Exercise goal = Decide whether each statement agrees with the biography of Angelika Mechtel below, answering yes or no and quoting the words of the text that settle it. 1. Angelika Mechtel was born in Dresden. 2. Her father was a foreign correspondent in Cairo. 3. Her mother worked as a journalist.

- Born: 26 August 1943 Dresden, East Germany
- Died: 8 February 2000 (aged 56) Cologne, Germany
- Resting place: buried at sea, bay of Boquerón in Puerto Rico
- Occupation: writer
- Known for: many genres
- Spouse: married c.1962, divorced 1985
- Partner: Gerd E. Hoffmann (1983–)
- Children: 2 daughters
- Parents: Walter Mechtel (father); Gisela Altendorf (mother);

= Angelika Mechtel =

German writer (1943–2000)

Angelika Mechtel (26 August 1943 – 8 February 2000) was a German writer.

== Life ==
Angelika Mechtel was born in Dresden, the daughter of the journalist Walter Mechtel, who was a foreign correspondent for ARD in Beirut (Lebanon) and was shot dead in Aden, Yemen, on 18 November 1967. Her mother, the actress Gisela Altendorf from Oppenheim in Rheinhessen, died in 1994.

Information supplied =
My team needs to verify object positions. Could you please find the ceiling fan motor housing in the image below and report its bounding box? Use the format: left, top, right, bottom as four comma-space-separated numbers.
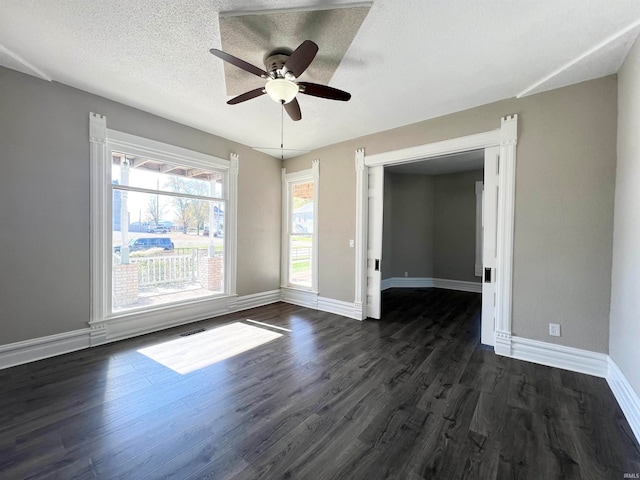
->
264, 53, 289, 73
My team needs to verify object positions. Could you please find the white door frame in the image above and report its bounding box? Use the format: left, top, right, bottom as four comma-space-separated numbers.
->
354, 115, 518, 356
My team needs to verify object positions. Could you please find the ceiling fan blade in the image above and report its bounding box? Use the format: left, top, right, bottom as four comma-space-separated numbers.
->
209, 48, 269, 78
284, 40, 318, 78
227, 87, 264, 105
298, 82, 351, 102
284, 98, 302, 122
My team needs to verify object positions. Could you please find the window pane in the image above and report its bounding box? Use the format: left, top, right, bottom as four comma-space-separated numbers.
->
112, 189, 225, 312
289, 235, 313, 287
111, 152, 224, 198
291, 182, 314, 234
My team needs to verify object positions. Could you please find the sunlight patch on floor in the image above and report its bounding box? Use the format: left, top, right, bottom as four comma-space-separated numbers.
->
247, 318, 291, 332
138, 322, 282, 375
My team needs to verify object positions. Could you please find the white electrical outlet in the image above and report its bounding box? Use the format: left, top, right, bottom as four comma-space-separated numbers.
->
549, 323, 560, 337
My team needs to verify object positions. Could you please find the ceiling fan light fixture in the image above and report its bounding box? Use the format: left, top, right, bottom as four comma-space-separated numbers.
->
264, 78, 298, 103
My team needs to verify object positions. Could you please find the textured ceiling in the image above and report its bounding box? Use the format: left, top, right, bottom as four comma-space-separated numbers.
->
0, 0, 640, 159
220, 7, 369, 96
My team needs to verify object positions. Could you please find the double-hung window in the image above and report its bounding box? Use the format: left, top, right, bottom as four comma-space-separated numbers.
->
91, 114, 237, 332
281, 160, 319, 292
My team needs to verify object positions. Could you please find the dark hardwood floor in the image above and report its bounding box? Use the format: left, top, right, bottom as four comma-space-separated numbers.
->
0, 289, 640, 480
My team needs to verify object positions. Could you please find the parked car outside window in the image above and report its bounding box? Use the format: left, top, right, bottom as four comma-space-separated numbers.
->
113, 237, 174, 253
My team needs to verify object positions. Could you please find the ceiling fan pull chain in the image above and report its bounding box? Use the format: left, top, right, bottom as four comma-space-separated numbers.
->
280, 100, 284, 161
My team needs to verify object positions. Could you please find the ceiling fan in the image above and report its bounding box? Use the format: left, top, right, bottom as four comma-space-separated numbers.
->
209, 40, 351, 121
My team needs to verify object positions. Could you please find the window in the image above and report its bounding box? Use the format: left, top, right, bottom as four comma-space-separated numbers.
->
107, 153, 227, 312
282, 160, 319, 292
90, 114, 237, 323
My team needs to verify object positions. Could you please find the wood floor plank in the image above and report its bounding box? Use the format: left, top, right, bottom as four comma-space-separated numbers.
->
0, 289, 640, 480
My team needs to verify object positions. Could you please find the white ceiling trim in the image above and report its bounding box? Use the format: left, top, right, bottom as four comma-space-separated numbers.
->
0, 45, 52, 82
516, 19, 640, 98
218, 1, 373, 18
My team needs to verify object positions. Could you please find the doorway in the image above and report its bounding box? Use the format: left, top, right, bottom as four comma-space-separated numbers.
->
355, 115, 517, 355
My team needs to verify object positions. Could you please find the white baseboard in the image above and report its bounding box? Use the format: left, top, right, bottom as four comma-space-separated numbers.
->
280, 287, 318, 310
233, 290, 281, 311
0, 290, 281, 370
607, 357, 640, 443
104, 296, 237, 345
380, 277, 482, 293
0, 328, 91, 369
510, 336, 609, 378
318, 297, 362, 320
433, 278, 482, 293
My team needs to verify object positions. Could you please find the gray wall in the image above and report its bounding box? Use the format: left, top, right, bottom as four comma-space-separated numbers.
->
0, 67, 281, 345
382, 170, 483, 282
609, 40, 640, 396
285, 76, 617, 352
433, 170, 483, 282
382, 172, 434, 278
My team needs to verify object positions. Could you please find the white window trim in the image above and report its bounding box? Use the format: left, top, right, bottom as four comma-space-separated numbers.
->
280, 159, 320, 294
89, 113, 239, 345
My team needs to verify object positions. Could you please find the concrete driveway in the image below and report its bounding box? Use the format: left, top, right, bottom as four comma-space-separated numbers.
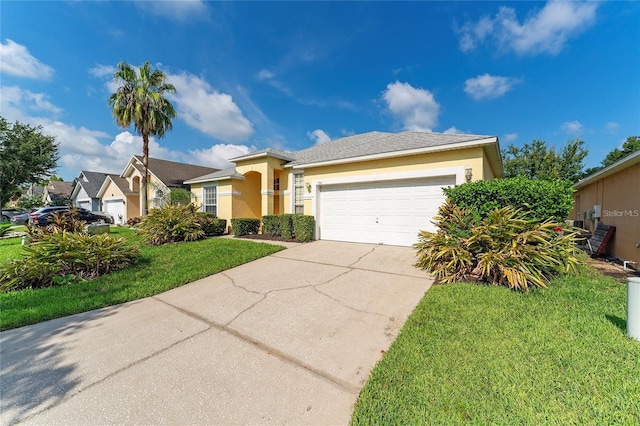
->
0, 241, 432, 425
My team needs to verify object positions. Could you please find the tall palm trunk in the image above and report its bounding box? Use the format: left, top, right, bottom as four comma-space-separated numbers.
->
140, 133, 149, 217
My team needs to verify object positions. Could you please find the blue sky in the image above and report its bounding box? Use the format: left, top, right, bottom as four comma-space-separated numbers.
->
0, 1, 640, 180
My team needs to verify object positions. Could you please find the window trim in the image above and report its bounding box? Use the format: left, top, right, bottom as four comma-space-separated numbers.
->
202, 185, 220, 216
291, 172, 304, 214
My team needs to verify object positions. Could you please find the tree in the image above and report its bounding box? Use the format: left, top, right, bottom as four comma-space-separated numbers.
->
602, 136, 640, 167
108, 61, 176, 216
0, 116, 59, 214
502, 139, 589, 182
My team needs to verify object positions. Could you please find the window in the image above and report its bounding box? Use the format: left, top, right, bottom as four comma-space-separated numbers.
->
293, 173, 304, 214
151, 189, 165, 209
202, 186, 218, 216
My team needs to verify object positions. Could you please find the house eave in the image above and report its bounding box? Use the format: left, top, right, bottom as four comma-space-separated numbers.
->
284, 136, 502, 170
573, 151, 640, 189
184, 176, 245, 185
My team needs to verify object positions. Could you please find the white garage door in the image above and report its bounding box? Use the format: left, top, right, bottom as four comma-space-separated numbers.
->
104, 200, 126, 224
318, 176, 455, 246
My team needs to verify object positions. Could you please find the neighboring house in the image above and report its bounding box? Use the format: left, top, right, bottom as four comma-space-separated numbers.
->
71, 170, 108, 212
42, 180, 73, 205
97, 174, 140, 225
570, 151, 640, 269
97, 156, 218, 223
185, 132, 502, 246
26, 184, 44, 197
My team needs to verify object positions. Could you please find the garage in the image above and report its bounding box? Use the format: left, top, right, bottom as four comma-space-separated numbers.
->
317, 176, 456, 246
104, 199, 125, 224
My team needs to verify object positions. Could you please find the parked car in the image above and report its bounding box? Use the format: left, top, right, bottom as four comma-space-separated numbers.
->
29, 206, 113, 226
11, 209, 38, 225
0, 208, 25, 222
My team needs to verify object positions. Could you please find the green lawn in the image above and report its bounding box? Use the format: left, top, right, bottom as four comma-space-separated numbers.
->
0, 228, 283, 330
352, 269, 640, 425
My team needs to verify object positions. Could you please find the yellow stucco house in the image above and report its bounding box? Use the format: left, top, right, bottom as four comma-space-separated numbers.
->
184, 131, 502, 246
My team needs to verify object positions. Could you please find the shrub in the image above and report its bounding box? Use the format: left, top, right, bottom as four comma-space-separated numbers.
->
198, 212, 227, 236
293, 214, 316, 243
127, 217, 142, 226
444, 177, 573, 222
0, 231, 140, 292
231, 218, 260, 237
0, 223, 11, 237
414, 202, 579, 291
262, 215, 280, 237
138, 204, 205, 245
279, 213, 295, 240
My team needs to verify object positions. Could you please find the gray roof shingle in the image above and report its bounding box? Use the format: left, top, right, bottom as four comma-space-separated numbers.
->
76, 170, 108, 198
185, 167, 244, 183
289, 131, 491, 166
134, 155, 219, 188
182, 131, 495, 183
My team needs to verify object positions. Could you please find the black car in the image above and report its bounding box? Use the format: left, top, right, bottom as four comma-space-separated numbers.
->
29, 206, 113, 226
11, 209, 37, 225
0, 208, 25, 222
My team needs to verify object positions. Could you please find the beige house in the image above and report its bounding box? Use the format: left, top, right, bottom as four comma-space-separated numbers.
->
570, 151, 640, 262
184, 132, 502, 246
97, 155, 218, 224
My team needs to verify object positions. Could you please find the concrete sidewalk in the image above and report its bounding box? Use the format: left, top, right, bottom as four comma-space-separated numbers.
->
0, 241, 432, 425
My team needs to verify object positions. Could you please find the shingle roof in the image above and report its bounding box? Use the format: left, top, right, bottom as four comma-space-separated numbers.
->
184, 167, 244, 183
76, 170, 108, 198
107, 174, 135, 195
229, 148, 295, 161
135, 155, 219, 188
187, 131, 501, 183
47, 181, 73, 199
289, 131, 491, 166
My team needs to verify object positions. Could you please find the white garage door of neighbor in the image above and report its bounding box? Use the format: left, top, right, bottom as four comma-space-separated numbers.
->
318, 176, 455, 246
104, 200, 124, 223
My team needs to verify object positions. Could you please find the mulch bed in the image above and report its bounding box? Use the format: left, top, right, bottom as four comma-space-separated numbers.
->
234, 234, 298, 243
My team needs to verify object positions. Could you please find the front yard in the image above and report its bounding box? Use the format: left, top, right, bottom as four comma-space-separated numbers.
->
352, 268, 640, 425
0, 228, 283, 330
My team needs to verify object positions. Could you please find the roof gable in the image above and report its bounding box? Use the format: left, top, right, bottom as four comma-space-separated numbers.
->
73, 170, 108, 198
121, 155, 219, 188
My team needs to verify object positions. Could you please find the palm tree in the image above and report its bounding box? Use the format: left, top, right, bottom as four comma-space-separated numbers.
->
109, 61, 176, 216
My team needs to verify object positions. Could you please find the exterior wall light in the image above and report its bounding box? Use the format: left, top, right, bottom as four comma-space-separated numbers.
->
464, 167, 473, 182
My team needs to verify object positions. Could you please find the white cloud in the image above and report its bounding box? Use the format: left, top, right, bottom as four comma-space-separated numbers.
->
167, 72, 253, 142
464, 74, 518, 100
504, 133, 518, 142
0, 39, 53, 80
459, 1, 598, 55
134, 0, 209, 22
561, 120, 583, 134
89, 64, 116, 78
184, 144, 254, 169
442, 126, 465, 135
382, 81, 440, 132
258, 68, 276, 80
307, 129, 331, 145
--
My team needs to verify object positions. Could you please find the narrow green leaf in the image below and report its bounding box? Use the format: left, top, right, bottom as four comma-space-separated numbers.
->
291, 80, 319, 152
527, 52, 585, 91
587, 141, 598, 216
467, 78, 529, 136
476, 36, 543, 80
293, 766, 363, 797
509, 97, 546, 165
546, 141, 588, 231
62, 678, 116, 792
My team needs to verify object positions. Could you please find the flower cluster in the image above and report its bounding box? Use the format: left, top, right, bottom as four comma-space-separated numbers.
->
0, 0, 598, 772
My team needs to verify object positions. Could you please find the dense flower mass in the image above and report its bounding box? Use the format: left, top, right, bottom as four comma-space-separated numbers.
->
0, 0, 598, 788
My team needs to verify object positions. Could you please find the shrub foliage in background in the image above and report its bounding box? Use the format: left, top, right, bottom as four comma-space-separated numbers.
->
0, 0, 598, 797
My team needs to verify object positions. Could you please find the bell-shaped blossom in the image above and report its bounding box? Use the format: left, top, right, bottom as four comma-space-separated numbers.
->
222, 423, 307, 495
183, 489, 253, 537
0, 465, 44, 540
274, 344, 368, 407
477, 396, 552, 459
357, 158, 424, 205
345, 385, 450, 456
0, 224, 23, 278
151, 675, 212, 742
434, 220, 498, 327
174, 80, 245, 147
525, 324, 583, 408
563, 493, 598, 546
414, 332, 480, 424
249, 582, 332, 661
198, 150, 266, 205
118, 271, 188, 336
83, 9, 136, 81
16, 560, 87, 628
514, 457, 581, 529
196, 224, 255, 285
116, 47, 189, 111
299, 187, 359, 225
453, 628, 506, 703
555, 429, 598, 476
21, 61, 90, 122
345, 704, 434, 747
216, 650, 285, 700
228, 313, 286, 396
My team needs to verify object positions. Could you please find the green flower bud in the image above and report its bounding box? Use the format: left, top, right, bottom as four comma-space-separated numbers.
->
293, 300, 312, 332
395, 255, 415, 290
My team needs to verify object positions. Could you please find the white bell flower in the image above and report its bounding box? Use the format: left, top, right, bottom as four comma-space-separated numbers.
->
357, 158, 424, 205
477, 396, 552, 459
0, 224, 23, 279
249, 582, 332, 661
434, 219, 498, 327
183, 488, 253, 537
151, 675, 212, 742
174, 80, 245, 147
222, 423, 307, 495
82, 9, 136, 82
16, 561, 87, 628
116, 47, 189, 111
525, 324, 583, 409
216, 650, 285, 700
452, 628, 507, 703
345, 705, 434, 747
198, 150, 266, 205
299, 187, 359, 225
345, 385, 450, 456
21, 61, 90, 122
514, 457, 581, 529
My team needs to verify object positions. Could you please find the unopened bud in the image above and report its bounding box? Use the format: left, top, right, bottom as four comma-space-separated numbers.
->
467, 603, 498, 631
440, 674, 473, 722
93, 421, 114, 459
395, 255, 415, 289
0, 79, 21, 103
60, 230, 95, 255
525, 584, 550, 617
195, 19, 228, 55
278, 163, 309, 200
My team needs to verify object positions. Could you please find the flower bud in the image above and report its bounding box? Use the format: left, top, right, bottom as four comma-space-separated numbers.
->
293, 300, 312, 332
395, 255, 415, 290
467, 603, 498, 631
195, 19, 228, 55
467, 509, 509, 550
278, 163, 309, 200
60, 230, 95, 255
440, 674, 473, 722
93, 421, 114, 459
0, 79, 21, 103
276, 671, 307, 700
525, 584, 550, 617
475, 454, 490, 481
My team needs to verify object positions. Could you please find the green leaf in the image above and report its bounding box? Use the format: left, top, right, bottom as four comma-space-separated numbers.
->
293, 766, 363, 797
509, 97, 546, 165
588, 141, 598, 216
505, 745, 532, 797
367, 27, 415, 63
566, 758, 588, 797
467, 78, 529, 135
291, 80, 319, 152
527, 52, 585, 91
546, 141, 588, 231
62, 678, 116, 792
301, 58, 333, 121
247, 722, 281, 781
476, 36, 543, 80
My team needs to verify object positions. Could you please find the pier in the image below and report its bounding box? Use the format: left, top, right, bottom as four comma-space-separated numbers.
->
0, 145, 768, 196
* * *
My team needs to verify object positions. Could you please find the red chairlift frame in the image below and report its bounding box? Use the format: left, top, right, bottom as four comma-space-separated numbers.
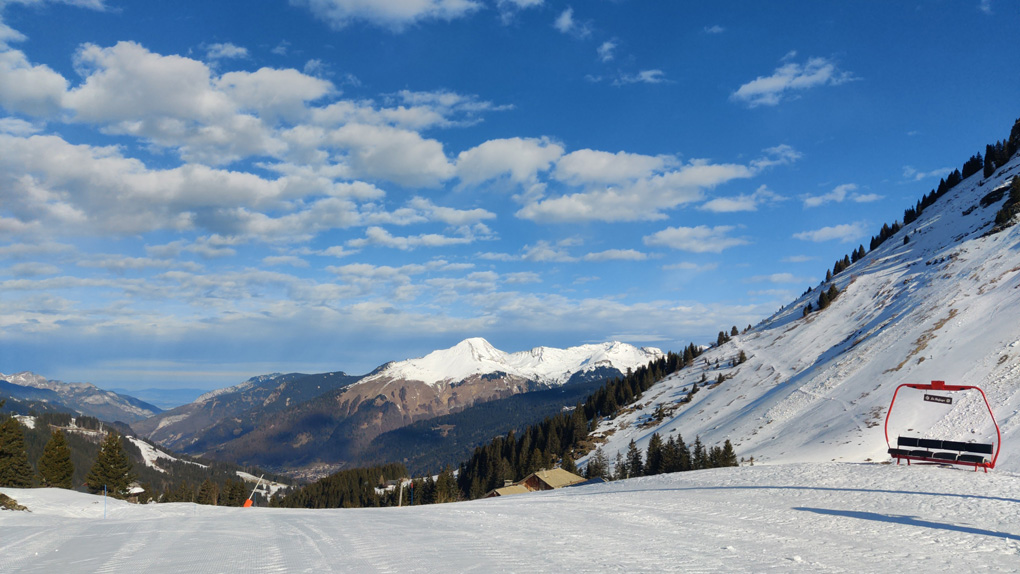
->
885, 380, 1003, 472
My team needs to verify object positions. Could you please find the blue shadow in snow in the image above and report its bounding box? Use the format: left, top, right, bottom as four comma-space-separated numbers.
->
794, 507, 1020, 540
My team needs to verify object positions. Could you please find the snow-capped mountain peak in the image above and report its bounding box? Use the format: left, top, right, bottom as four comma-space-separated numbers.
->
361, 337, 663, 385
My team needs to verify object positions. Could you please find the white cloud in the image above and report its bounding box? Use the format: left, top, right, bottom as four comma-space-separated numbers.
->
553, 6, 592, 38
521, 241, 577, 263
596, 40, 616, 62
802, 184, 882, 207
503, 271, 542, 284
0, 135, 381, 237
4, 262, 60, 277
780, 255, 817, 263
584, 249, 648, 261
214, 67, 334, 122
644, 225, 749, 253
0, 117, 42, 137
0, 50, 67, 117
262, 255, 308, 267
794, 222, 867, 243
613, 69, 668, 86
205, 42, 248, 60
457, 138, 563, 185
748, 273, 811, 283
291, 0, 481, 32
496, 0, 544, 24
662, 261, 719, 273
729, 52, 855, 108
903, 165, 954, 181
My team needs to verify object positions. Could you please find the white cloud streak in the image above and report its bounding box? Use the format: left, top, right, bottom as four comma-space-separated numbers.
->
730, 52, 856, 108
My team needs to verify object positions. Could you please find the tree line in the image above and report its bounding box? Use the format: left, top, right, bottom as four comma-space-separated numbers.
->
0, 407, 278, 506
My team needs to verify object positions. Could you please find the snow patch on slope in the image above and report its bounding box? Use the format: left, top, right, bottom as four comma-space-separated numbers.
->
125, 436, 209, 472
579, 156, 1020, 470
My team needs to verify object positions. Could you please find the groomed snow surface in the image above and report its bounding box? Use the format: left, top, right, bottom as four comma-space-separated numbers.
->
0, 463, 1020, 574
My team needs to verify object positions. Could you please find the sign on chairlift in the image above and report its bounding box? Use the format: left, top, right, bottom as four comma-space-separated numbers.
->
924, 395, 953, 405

Result of the exercise =
1. Yes: "Angelika Mechtel was born in Dresden"
2. No: "a foreign correspondent for ARD in Beirut (Lebanon)"
3. No: "Her mother, the actress Gisela Altendorf"